Exercise aim
Continue the passage about the fear of dying, starting right after its last sentence.

I am weak hearted, easily intimidated, faint of mind.

Drip, drip, drop . . .

The dull ache is what will come to thrive if my life is lived outside of Jesus . . . the dull ache is simply a reminder that there is so much more to come . . . because He has promised a return.

Sunday, October 6, 2013

This Man I Knew

I used to be incredibly afraid of dying. Now, don't get me wrong - there are still many things I want to accomplish and experience in this life before I am called home to rest, but the fear does not lie in wait - prepared to bite and nip at the security that faintly comes in this world.

Anxiety is something that has plagued me for quite some time now - over minor things and raging over major things. Death used to be one of the minor things - because it wasn't a more pressing matter to me than to any other human living now - I do not know when it will come, or in what form, only that it will - it is one of the very few promises kept in this world, you know. So there I was, newly into my twenties and the fear of death was so overcoming, so overpowering that it became something I absolutely needed to be OVER.

There are still days I get frightened over how very much has been left undone - in the event that my next breath should be my last - but overall, a calmness has found a way to wash over me . . .

Collected data
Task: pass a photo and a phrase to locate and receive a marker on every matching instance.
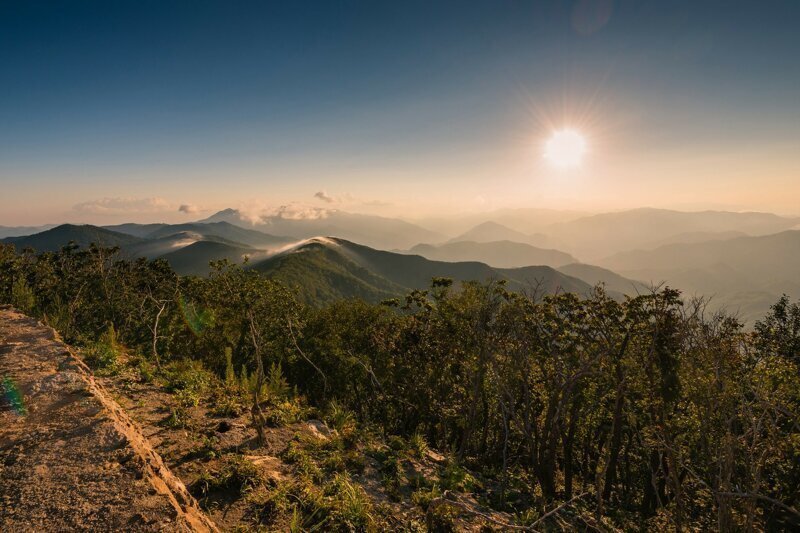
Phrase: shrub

Task output
The morbidity of these thoughts is not something I am overlooking - I am aware that, at 26, being consumed with what I must do before I am no longer able to do it is, by and large, taking up a plethora of time in which I could be, ya know, doing all the things I need to be doing before the final minutes are upon me.

But days like today - anniversaries of the nature of this particular anniversary, make me think a little bit longer, a little bit harder, about the days I've yet to live - and have me questioning, well, just how many are even left?

You see, nine years ago today, this man I knew - with a beard so white, young kids in town would climb in his lap come Christmas time just to tell him about that new bike they'd be pining after - was called home, was asked to go rest high on that Mountain.

Nine years ago today, this man I knew - who always slapped at his knees when he thought something was irreversibly funny - was reached out to by the sweet and gracious Lord and was walked into the stars by Him.

Nine years ago today, this man I knew - who helped raise and shape and mold three girls, who became women I love and could not live without, was taken quickly, and without pain, lying next to the woman whom he loved since he was a Senior in high school.

Nine years ago today, this man I knew - who was a daddy to my daddy and his brother Jon - was ushered in to Heaven.

He loved without hesitation; he lived incredibly with integrity; he helped without question - he was my grandpy.

Rocky Top was his favorite song, and he loved to spin his Duff girls around on a dance floor any chance he could get - I can't say how thankful I am to have gotten to spin a couple times around with him on a long ago Saturday night . . .

So days like today, when the air just feels a little heavy with the missing, I wonder how many days I might have left . . .

To make a family like he did.

To leave a legacy the way he did.

To imprint the sound of my laughter on everyone's memory - just as he did.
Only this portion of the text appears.